Everything from the line holding "Study the picture above. For each instance of the small fluffy" through the last line below must be repeated exactly, and nothing else.
— Start Listed entries —
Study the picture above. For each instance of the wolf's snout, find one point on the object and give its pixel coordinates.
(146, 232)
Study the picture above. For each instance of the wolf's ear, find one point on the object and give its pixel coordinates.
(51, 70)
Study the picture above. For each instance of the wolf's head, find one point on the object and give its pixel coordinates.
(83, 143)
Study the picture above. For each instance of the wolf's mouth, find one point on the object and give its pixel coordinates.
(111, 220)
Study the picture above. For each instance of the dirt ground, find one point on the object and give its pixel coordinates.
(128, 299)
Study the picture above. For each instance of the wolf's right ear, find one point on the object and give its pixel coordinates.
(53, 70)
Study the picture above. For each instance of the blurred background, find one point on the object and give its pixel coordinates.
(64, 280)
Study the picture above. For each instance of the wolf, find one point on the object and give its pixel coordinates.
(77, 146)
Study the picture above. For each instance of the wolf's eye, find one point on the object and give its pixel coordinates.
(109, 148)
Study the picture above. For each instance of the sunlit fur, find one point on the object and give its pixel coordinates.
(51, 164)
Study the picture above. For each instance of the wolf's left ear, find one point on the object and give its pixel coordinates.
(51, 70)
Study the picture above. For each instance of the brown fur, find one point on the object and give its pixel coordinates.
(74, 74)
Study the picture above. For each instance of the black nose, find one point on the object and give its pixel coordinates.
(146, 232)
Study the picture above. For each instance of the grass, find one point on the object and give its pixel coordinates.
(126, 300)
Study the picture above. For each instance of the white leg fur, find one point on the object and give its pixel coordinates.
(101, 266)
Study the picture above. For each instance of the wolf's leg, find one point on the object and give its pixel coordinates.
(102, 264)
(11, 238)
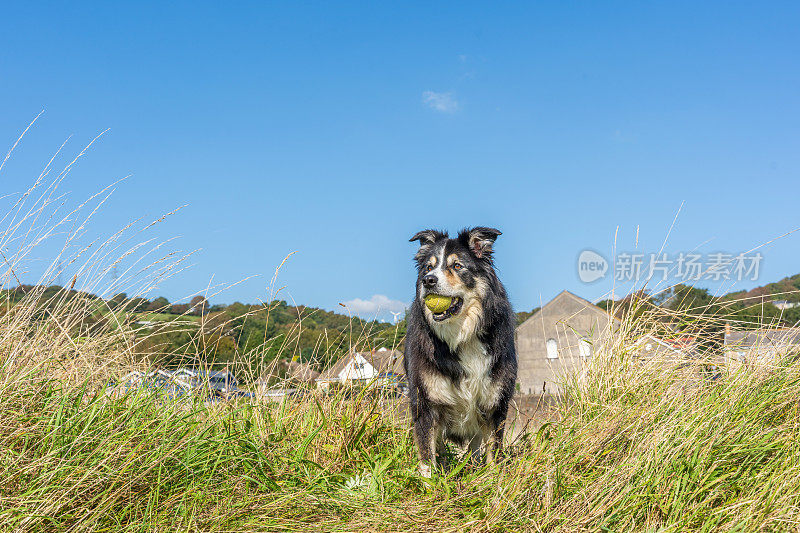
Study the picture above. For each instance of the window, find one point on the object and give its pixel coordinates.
(552, 349)
(585, 348)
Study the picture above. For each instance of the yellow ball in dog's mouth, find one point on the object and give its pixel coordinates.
(438, 304)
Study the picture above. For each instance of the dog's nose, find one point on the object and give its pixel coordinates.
(429, 280)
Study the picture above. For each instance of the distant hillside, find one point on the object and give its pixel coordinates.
(786, 289)
(219, 333)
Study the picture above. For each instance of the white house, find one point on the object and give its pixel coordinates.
(363, 367)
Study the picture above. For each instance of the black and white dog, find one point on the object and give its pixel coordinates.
(460, 363)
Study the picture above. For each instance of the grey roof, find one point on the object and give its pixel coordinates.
(566, 294)
(763, 338)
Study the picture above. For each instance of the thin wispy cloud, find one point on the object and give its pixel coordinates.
(441, 102)
(378, 305)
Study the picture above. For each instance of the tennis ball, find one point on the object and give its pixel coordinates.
(438, 304)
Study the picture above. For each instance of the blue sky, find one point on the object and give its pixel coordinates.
(339, 130)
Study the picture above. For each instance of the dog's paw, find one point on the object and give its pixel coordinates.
(424, 470)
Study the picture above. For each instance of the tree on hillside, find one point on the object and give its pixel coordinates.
(157, 305)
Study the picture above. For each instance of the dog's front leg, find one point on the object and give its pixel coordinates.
(425, 435)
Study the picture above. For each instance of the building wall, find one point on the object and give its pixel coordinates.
(567, 319)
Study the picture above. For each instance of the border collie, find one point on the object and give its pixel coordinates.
(460, 363)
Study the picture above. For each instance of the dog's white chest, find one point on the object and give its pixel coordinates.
(469, 395)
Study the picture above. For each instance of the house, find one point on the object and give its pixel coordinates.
(300, 372)
(297, 377)
(382, 366)
(558, 338)
(761, 346)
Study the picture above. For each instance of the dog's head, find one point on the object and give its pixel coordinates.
(457, 268)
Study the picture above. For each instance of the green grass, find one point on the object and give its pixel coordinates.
(626, 454)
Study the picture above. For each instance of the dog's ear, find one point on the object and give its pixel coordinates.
(428, 236)
(480, 241)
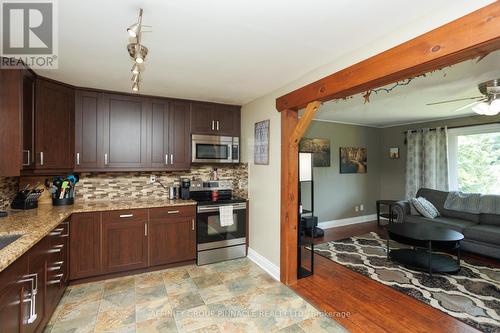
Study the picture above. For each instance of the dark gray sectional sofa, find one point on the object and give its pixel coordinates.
(481, 231)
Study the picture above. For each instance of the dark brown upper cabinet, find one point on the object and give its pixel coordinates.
(125, 132)
(89, 153)
(215, 119)
(170, 144)
(54, 126)
(160, 134)
(180, 140)
(10, 122)
(16, 125)
(202, 120)
(28, 120)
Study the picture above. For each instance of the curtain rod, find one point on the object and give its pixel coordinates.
(451, 127)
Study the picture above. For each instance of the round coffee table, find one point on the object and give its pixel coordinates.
(425, 239)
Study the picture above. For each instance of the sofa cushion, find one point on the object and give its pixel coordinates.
(484, 233)
(438, 198)
(443, 222)
(492, 219)
(424, 207)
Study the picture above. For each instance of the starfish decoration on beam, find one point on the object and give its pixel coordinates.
(366, 96)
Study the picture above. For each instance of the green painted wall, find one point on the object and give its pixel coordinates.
(337, 194)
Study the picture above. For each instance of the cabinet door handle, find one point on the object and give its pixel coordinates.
(56, 232)
(28, 155)
(67, 229)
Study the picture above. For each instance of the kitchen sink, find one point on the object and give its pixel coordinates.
(7, 239)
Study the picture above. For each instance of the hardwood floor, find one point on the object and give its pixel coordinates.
(364, 305)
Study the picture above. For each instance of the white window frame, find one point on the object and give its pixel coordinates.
(453, 135)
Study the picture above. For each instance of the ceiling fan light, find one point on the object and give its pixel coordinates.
(494, 108)
(481, 108)
(134, 30)
(135, 87)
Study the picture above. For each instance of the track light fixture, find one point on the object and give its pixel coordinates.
(136, 50)
(136, 69)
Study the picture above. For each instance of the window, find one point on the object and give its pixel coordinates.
(474, 159)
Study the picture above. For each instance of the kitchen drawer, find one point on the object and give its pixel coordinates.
(122, 215)
(172, 212)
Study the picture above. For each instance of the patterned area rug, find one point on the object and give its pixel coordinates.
(472, 295)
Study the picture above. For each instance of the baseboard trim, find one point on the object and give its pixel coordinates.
(264, 263)
(347, 221)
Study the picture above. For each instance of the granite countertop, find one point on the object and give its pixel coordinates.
(37, 223)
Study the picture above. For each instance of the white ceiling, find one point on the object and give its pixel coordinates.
(407, 104)
(221, 50)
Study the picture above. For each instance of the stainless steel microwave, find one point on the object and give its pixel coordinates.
(215, 149)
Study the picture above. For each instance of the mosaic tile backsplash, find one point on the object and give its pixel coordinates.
(130, 185)
(8, 189)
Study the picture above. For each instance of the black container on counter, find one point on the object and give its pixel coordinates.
(62, 202)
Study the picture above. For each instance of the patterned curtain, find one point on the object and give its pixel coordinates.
(426, 160)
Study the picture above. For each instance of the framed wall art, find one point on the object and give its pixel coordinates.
(261, 143)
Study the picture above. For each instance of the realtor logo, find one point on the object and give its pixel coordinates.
(29, 33)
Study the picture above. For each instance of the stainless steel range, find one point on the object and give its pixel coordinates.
(221, 225)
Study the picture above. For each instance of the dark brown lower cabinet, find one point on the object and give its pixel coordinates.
(38, 258)
(57, 266)
(172, 235)
(85, 245)
(124, 240)
(13, 287)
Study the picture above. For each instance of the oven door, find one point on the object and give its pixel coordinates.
(210, 234)
(212, 149)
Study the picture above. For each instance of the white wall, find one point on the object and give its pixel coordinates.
(264, 181)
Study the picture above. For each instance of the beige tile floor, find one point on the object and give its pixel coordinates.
(233, 296)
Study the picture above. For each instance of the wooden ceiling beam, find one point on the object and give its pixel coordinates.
(304, 122)
(468, 37)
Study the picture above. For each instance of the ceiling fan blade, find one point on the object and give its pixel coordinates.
(455, 100)
(470, 105)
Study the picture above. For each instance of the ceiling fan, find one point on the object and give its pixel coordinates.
(488, 104)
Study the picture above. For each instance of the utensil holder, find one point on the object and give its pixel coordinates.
(62, 202)
(25, 200)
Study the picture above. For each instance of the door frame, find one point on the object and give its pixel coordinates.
(472, 36)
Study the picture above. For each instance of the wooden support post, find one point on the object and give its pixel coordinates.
(289, 199)
(292, 131)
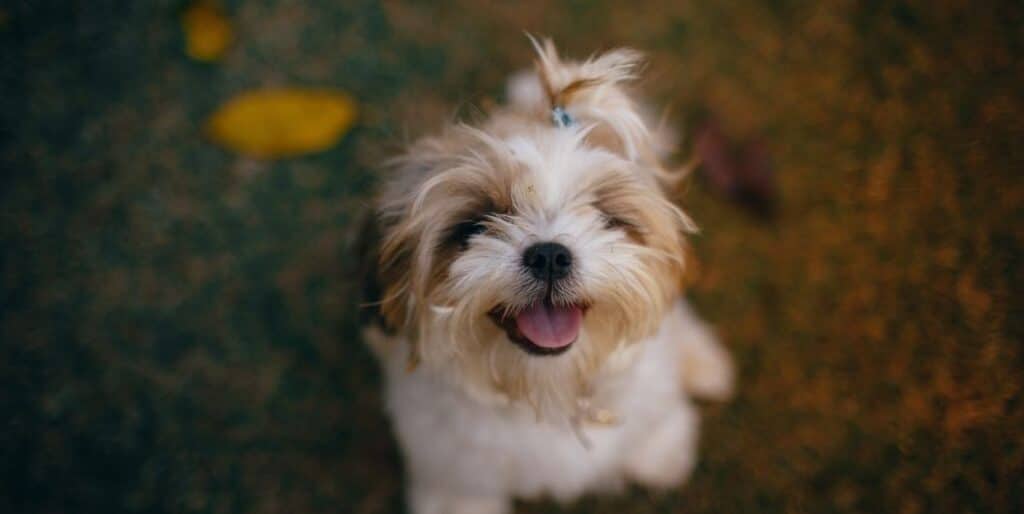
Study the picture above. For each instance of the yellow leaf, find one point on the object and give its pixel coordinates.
(273, 123)
(208, 32)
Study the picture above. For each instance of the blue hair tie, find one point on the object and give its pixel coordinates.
(561, 118)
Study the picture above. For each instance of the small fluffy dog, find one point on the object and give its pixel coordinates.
(526, 277)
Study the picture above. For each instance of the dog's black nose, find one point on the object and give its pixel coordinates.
(548, 261)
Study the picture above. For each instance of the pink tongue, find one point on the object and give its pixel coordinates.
(549, 326)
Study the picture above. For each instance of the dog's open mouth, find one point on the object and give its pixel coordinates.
(542, 329)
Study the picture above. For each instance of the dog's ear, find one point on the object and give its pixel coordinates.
(393, 274)
(369, 273)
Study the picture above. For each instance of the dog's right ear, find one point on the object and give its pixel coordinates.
(382, 269)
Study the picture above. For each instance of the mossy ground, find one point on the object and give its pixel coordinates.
(178, 324)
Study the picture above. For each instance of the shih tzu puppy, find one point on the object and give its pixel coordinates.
(524, 275)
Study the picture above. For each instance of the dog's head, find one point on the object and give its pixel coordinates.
(520, 255)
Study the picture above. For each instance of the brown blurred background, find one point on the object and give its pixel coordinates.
(178, 329)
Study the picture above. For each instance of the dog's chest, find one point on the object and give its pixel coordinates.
(489, 447)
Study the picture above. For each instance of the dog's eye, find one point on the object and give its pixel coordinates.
(462, 232)
(612, 222)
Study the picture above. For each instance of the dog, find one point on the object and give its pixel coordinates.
(524, 290)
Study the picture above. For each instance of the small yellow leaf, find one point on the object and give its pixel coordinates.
(273, 123)
(208, 32)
— End Listed entries —
**Solution for this task:**
Study the picture above. For each instance of the small fluffy dog, find one point on the object and give its pixel coordinates.
(526, 277)
Study the picture above. For each instance of the dog's black nose, find one point on the object and give its pixel coordinates.
(548, 261)
Study the picture above. For each instance of the pink tongue, find one point on the object and give its pixel coordinates.
(549, 326)
Study the picture above. For each instance of the dog's open mouth, find one point on the object and give its pixel coordinates.
(542, 329)
Study the picture above. For each instance of the dog's ear, find one point on the object and give its pixel coordinates.
(393, 274)
(369, 273)
Study the picture above. For each instance of the dog's right ear, find one point on the object and give its pixel coordinates.
(382, 269)
Study the picture above. For each instance of the mossy ground, find one point on the object and give its pixel coordinates.
(178, 324)
Study the picture above. For each instance of the shih tzu puppy, find one point on the object and give its pixel coordinates.
(524, 275)
Study the picture above. For each instance of the dog's head, find one point on the object and give its pixel coordinates.
(520, 255)
Study the picture above. For each instance of the brown blurred background, find one point on the object and give its pixel coordinates.
(178, 329)
Study the picture above. For each instance of the dog's chest, find one point on the object and give its pixel coordinates.
(489, 447)
Study the picture above. For each instance of the dog's eye, find one point on the object and give its pixel coordinates.
(462, 232)
(612, 222)
Study the picture above. For each instance of the dog, find one point on the object and give its pixel coordinates.
(524, 290)
Study the picture above. For each instance of the small yellow leaf, find one point on the object and give its pixel coordinates.
(273, 123)
(208, 32)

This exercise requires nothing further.